**Text excerpt**
The ‘Three-Legged Stool’ of Retirement Security
Social Security. A federal program funded primarily by employer and employee contributions, Social Security covers approximately nine in 10 working-age Americans, and its benefits serve as the main source of retirement income for three in five American seniors. Social Security benefits are progressive, with lower-income earners receiving larger benefits relative to their contributions; are adjusted annually to reflect inflation; and last until death. The Social Security system, which includes disability, spousal, and family protections in addition to retirement benefits, faces a long-term funding shortfall. According to the 2019 Social Security Trustees Report, the program is projected to be able to pay just 77 percent of promised old-age security benefits in 2035, absent any changes to address solvency.
Employer-Sponsored Plans. Two-thirds of private-sector workers had access to a retirement plan at work in 2017, with half of all workers participating in a plan. In recent decades, many employers have shifted from offering traditional, defined benefit (DB) pension plans to defined contribution (DC) plans, which means employees take on the majority of risks associated with funding their retirement benefits, which are most often distributed as a lump sum. Although DB plans typically shield employees from these risks and provide a guaranteed, lifetime monthly benefit, some DB plans face funding shortfalls, which may lead to cuts in promised benefits for some workers with traditional pensions.
Personal Savings. The average personal savings rate, including retirement savings, in the U.S. has declined in recent decades. Recent economic trends affecting Americans’ ability to save include stagnant wage growth, increased student loan debt, and a decline in homeownership. Even those who set aside savings will not always accurately predict key retirement funding concerns, such as how long they will live or whether they will have significant health care needs. Growing health care costs and recent increases in life expectancy may also affect the amount of savings Americans will need in retirement.
The Current Retirement Landscape
Many Americans rely on some combination of Social Security, employer-sponsored retirement plans, and/or personal savings to fund their retirement needs. These systems, sometimes called the “three-legged stool” of retirement security, are interrelated, and are overseen by different regulatory bodies that can span multiple levels of government. The result is a complex and disjointed retirement system that can be difficult to navigate for individuals preparing for retirement and policymakers alike.
Over time, policymakers have made changes to each of these systems that have often addressed narrow issues and concerns, resulting in a piecemeal approach that does not always consider overall effectiveness or longer-term impacts on retirement security across the population. In recent decades, there have been several attempts to develop a cohesive framework providing guidance on the U.S. retirement system as a whole. Most recently, the U.S. Government Accountability Office recommended in 2017 that Congress establish an independent commission to examine the U.S. retirement system and provide public policy recommendations, and legislation introduced in the U.S. Senate in the spring of 2019 would establish such a commission.

**What to do**
1) Please update the rows by changing "brown" to "yellow" and leaving everything else unchanged. Leave the pictures out of your answer.
2) Extend the retirement security text, starting right after its last sentence.
The rows that follow have no connection to the retirement security text.

**Data provided**
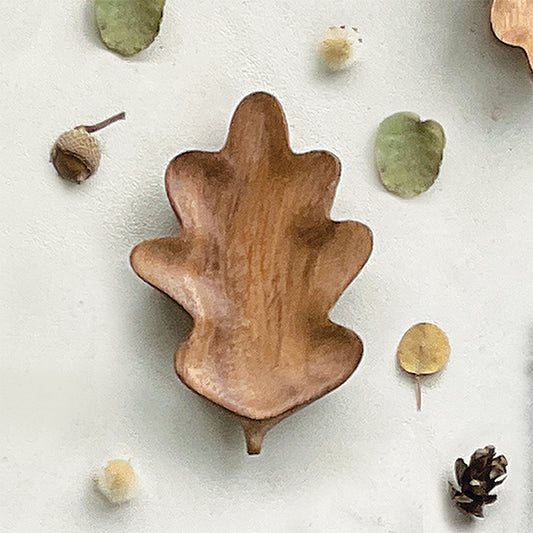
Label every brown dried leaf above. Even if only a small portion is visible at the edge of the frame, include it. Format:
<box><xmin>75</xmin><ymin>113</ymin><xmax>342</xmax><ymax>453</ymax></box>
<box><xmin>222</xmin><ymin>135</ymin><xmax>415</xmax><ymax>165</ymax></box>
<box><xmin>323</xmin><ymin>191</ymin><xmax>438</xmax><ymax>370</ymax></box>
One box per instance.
<box><xmin>398</xmin><ymin>322</ymin><xmax>450</xmax><ymax>410</ymax></box>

**Responses to the exercise**
1)
Label every yellow dried leaf above. Even if only a small portion is visible at the edge of the frame, include it. Format:
<box><xmin>75</xmin><ymin>113</ymin><xmax>342</xmax><ymax>453</ymax></box>
<box><xmin>222</xmin><ymin>135</ymin><xmax>415</xmax><ymax>165</ymax></box>
<box><xmin>323</xmin><ymin>191</ymin><xmax>438</xmax><ymax>370</ymax></box>
One box per instance.
<box><xmin>398</xmin><ymin>322</ymin><xmax>450</xmax><ymax>410</ymax></box>

2)
The Role of a National Retirement Policy
Because Americans might rely on multiple sources of retirement income, it can be challenging for policymakers to implement changes that adequately and efficiently improve retirement security across the population. A national retirement policy offering a set of guiding principles could help policymakers assess how legislative and regulatory proposals will affect agreed-upon goals for retirement security in the U.S.
Possible elements of a national retirement policy could include, for example:
- Availability. An availability framework could set a goal for the proportion of employers that sponsor retirement plans.
- Adequacy. Targeted adequacy levels could focus on goals such as ensuring that retirees have sufficient income to maintain their standard of living in retirement, or that an individual’s retirement income does not fall below the federal poverty level.
- Risk allocation. A risk allocation framework could determine how much risk, such as investment risk and longevity risk, is incorporated into the retirement system, as well as the degree to which risks are borne by individuals, employers, the government, or other entities. It could also offer guidance on whether adverse effects associated with these risks should result in reduced benefits or higher plan costs.
- Income disparities. A national retirement policy could provide guidance on the degree to which reliance on Social Security, employer-sponsored retirement plans, and/or personal savings should vary by income level.
- Incentives. A national retirement policy could include a framework for the use of tax incentives that favor the creation of retirement plans and savings in such plans.
- Individual choice. A framework setting guidelines for individual choice could offer Americans the option to customize their retirement income based on their individual needs, while balancing these choices against the risk that some individuals may make suboptimal decisions.
- Cost. A framework for balancing a retirement system’s costs against the value it provides could help policymakers determine the financial sustainability of proposals intended to improve retirement security.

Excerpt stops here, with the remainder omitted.